**PASSAGE PROVIDED**
- Opening Delimiter -

Jewels in Her Crown: Treasures of Columbia University Libraries Special Collections

Exhibition Themes > Art & Architecture > 53. Leon Battista Alberti

53.  Leon Battista Alberti (1404-1472).  De re aedificatoria. Florence: Nicolaus Laurentii, [1485] Avery Library, Classics Collection

Although Vitruvius's is the oldest architectural treatise to survive in the West, the first to have been printed from movable type was Alberti's De re aedificatoria. Indeed, Alberti's was the first architectural treatise to be written in the West since Vitruvius and consciously recalled the ancient work, being likewise divided into ten books. Alberti wrote his text for patrons as well as architects, in elegant Latin, a deliberate effort to bring status to architecture and the architectural profession. He presented his treatise in manuscript to Pope Nicholas V in 1450. The text was posthumously printed at Florence in 1485, with a preface by the scholar-poet Angelo Poliziano, addressed to Lorenzo de' Medici. Lorenzo already owned a manuscript of De re aedificatoria, and he may indeed have lent it to the printer for the setting of type.

- Closing Delimiter -

**WHAT YOU WILL DO**
• A. According to the exhibition entry on Alberti, to whom did he present his treatise in manuscript in 1450?
• B. Retype the passage of the exhibition entry on Alberti between "Although Vitruvius's is" and "setting of type.", inclusive.
• C. Extend the exhibition entry on Alberti's De re aedificatoria, picking up after its final sentence.

**RECORDS PROVIDED**
- Opening Delimiter -

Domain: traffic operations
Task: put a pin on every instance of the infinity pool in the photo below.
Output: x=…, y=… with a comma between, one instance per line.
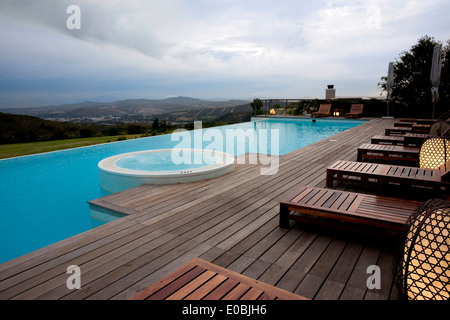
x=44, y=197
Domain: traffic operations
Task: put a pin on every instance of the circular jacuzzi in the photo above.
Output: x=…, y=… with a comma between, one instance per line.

- Closing Delimiter -
- Opening Delimiter -

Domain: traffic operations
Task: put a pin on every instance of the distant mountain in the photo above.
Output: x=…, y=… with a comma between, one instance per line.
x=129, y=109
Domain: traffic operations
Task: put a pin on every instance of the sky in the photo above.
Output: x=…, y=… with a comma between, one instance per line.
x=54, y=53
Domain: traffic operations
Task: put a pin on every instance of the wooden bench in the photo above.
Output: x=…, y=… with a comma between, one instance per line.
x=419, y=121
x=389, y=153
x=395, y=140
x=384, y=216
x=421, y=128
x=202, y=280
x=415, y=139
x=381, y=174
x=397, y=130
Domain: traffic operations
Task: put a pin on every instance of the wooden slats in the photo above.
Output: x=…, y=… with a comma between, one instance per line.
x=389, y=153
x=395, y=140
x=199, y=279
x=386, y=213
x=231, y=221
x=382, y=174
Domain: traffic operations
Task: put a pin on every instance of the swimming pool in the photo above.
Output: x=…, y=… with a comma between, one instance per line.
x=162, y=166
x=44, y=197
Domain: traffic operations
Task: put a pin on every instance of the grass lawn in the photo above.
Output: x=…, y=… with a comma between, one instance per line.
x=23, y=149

- Closing Delimiter -
- Opening Delimiter -

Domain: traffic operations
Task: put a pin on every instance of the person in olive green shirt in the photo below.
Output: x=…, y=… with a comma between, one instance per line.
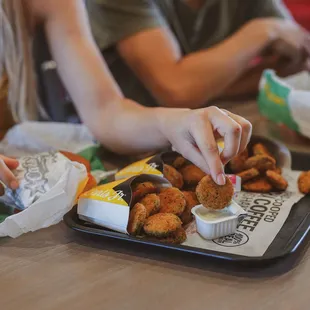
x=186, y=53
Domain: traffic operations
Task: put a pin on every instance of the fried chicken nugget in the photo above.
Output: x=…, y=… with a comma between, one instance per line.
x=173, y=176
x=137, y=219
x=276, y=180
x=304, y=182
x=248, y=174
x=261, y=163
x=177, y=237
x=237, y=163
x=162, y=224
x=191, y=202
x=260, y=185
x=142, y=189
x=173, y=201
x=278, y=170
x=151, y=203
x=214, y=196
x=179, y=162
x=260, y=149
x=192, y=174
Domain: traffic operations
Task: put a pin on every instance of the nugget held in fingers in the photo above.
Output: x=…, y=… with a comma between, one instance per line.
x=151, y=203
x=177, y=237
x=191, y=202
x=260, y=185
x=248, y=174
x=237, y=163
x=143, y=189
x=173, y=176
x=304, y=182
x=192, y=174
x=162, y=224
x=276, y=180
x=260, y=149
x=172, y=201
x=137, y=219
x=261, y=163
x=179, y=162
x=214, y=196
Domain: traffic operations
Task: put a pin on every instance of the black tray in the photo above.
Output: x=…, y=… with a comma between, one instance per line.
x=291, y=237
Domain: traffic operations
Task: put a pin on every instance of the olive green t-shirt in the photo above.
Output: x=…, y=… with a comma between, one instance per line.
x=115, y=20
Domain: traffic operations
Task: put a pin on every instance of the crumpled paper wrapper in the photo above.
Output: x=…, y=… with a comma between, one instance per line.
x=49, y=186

- Closing Delimiter -

**SOLVED PROBLEMS**
• A. Pope Nicholas V

• B.
Although Vitruvius's is the oldest architectural treatise to survive in the West, the first to have been printed from movable type was Alberti's De re aedificatoria. Indeed, Alberti's was the first architectural treatise to be written in the West since Vitruvius and consciously recalled the ancient work, being likewise divided into ten books. Alberti wrote his text for patrons as well as architects, in elegant Latin, a deliberate effort to bring status to architecture and the architectural profession. He presented his treatise in manuscript to Pope Nicholas V in 1450. The text was posthumously printed at Florence in 1485, with a preface by the scholar-poet Angelo Poliziano, addressed to Lorenzo de' Medici. Lorenzo already owned a manuscript of De re aedificatoria, and he may indeed have lent it to the printer for the setting of type.

• C.
Avery acquired the editio princeps within a year of its founding, from the New York City bookseller Stechert. The copy has been dutifully annotated by a non-Italian student of the first half of the sixteenth-century; that is, up until leaf 23 of 204, where he appears to have stopped reading. Alberti's treatise included no illustrations, but for the first book on Lineaments, the reader has added diagrams that reflect the author's discussion of angles, arcs, and circles. The volume was rebound in the late nineteenth century and bears the gilt arms of the Bibliothèque de Mello on its front and back covers.